══ PASSAGE PROVIDED ══

# The Potentially Wonderful (and Slightly Scary) World of P = NP

The P NP problem is a puzzle that has baffled computer scientists for decades, and it remains a popular problem today both because of how simple it is to explain and how remarkable the outcomes would be if it were proven to be true. A casual definition of the problem is that if P and NP are equal then that means for every problem where a computer can quickly check a given answer a computer could also quickly find an answer. This may not seem very groundbreaking at first, but the repercussions would be massive if it is proven true, and some of the world’s greatest minds are currently working on it. Many computer scientists believe that it is simply impossible to prove that P equals NP, however it is also extremely difficult to prove that they are not equal. Either way, whoever is able to find the answer to this classic problem will certainly be remembered as one of the greatest computer scientists of their time, not to mention they would also receive a hefty million dollar prize offered to whoever first solves it.

On a recent Amtrak train ride from New York City to Boston, I read Lance Fortnow’s book *The Golden Ticket: P, NP, and the Search for the Impossible. *This is a nontechnical book targeted at people who just want to get an introduction to computational complexity without getting into the math behind it. If focuses mainly on the background and history of the P NP problem, a prediction on how the world would change if the problem was proven true, and some information on attempts to prove or disprove P equals NP. If you want to check it out for yourself, the book’s available on Amazon here.

In the first section of the book, Fortnow allowed us to enter a magical universe where we know every problem in NP is also in P, meaning any problem where a solution can quickly be verified can also quickly be solved. This would be big news for everybody, not just those in the computer science field. One of the first major impacts is the ability to make personalized pills that can cure cancer by inducing a specific type of protein folding, all made possible by specialized algorithms able to analyze DNA sequences in a patient’s blood. Other algorithms could be created that greatly improve our weather prediction abilities, allowing sports schedules to be made months in advance with little fear of having a game on a rainy day, not to mention computers capable of looking at statistics and choosing the winner of a game in the distant future with impressive accuracy. In addition to sports there are also huge ramifications to the art, music, and film industries. Computers are now able to analyze patterns in a Kubrick movie, a Bach symphony, or a Rembrandt painting and make new renditions of them all on their own. Entertainment could be boiled down to a series of algorithms because in a world where P equals NP, anything a computer can detect, it can create. While the impact on the medical and scientific fields is extremely positive, having robots that can create new art better than we can sounds fairly dystopian. Luckily, it is already extremely unlikely that P equals NP, and even more unlikely that we would be able to prove it if they were.

Fortnow also covered some of the historical attempts to prove or disprove P NP, and while the answer is still up in the air many hours have been spent trying to come to a solution either way. The current prospects for solving the problem soon look incredibly bleek. While there was a proposed proof to prove P does not equal NP in 2010, it was quickly debunked, and now there are no reliable leads for a method to go about the problem. This is not uncommon in the field of mathematics though, after all, Fermat’s Last Theorem was only proved in 1994 after being initially stated in 1637. So we may have a long time to wait.

═══
══ SUPPLIED ENTRIES ══

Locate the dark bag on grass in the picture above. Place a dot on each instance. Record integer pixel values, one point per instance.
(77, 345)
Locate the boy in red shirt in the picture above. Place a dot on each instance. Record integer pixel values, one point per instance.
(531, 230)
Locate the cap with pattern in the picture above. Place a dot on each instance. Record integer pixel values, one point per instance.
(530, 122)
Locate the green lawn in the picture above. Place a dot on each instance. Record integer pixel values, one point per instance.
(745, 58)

═══
══ SUPPLIED ENTRIES ══

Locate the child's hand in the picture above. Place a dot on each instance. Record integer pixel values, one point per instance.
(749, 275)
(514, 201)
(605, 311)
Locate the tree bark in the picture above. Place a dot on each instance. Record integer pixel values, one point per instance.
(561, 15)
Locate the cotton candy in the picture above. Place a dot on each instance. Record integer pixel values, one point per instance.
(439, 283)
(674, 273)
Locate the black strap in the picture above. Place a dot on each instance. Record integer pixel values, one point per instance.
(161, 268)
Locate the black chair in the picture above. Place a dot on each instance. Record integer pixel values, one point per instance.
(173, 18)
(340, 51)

═══

TASKS TO CARRY OUT
a) Transcribe the P versus NP article word for word, beginning at the words "On a recent" and stopping after "on Amazon here.".
b) Pick up the P versus NP article after its final sentence and continue it.

RESPONSES
a)
On a recent Amtrak train ride from New York City to Boston, I read Lance Fortnow’s book *The Golden Ticket: P, NP, and the Search for the Impossible. *This is a nontechnical book targeted at people who just want to get an introduction to computational complexity without getting into the math behind it. If focuses mainly on the background and history of the P NP problem, a prediction on how the world would change if the problem was proven true, and some information on attempts to prove or disprove P equals NP. If you want to check it out for yourself, the book’s available on Amazon here.

b)
There are some plus sides to living in a world where P does not equal NP (or at least one where we can’t prove it). One advantage is the safety of our information when transmitted over public networks. The current method that we use to secure our data is known as RSA, a form of public key encryption that relies on the assumption that factoring large numbers is hard. Essentially when sending information to a network, such as the wi-fi hotspot in your coffee shop, your computer generates a large number that is the product of two primes. It then uses this number to encrypt its messages, and it uses a private key for decrypting them. The reason this works is that a computer is not able to recover the private key from the public key, well at least not within a remotely reasonable amount of time. However, if P equaled NP then a computer would be able to easily break a very large number into its factors, breaking our current method of encryption. There are other ways of securing information, but none of them would be as easy to use as RSA. If P did equal NP we would most likely have to switch to a one-time pad system where information is encrypted using a random string of characters called a pad that can be used, you guessed it, one time. This could prove to be more difficult to implement because the pads would have to be generated by a trusted source, and you would need to have a new pad every time you wanted to send information securely. So should we all go out an start buying hard drives full of randomly generated one-time pads? Not yet, our information is mostly safe for now.

The P NP problem stands today as one of the largest unanswered questions in computer science and mathematics, it challenges the way we look at problems, and it could change the way we find solutions to them. It is an underlying element in the basis of the way we think, and it could have massive impacts on every aspect of our society. We most likely will not have computers writing our next blockbuster or predicting the World Series champion in April any time soon, but that doesn’t mean we can’t continue to imagine a world where it would be possible. Our technology is constantly developing and paving the way to look at many problems in different ways, we are gaining knowledge faster than ever before. If we keep looking forward we might eventually discover that we were living in this extraordinary world of P equals NP all along, or we might simply be chasing the impossible.